[DIRECTIVE]
Put every line of the listing below into a numbered list, skipping any blank lines and leaving the pictures out.

════════════════

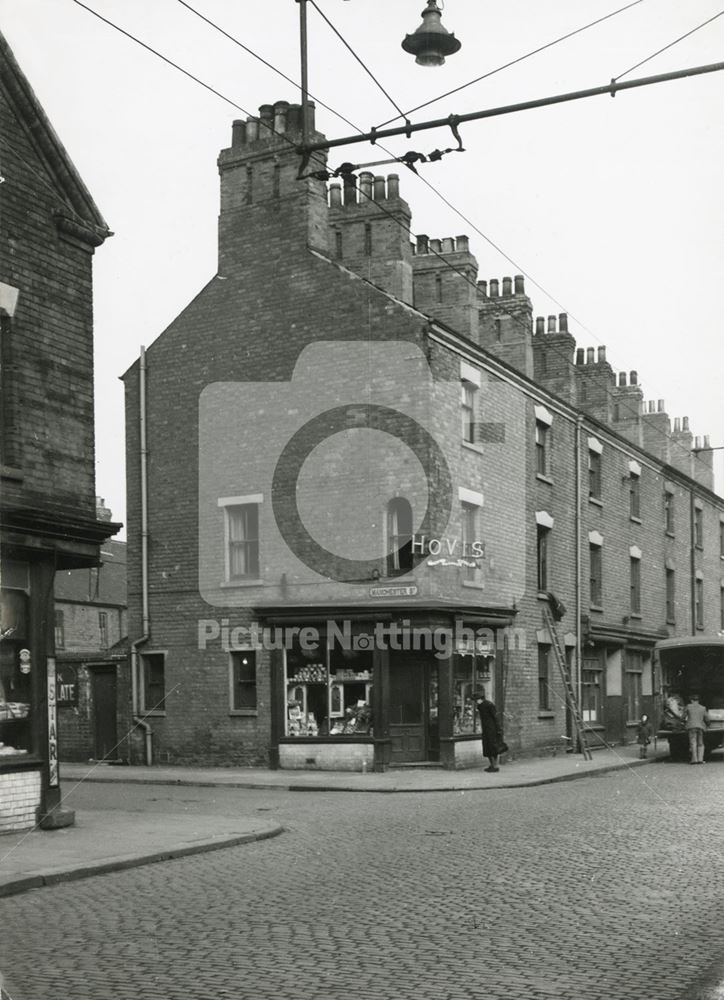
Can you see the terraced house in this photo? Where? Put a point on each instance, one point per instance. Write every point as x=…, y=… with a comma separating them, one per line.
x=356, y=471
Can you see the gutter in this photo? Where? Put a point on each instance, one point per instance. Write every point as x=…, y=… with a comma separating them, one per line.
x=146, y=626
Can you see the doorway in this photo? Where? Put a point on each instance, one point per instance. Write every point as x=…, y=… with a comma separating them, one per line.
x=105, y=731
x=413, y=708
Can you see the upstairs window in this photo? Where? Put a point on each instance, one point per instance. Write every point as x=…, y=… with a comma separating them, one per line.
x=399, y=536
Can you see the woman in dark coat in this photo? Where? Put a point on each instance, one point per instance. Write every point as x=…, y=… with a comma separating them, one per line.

════════════════

[SOLUTION]
1. Can you see the terraced house in this photo? Where? Put a point on each instance, one point per instance. Write every point as x=…, y=… with a comma separating them, one per line.
2. x=356, y=471
3. Can you see the gutter in this photo? Where? Put a point on each instance, one point per instance. Write every point as x=…, y=… with a comma separating them, one per line.
4. x=146, y=626
5. Can you see the doorway in this photo? Where? Put a point on each instance, one point per instance. Write every point as x=…, y=… with a comma separating them, one per line.
6. x=105, y=731
7. x=413, y=708
8. Can you see the upstairs window in this photo? Where? Put a point on each instance, one point per instance. Write every point as x=…, y=… with a comma separating them, one per line.
9. x=399, y=536
10. Can you see the woman in dark coat in this photo? Where? Put a point on each instance, one point per instance. Write every point as x=…, y=… with a comma separating them, one per line.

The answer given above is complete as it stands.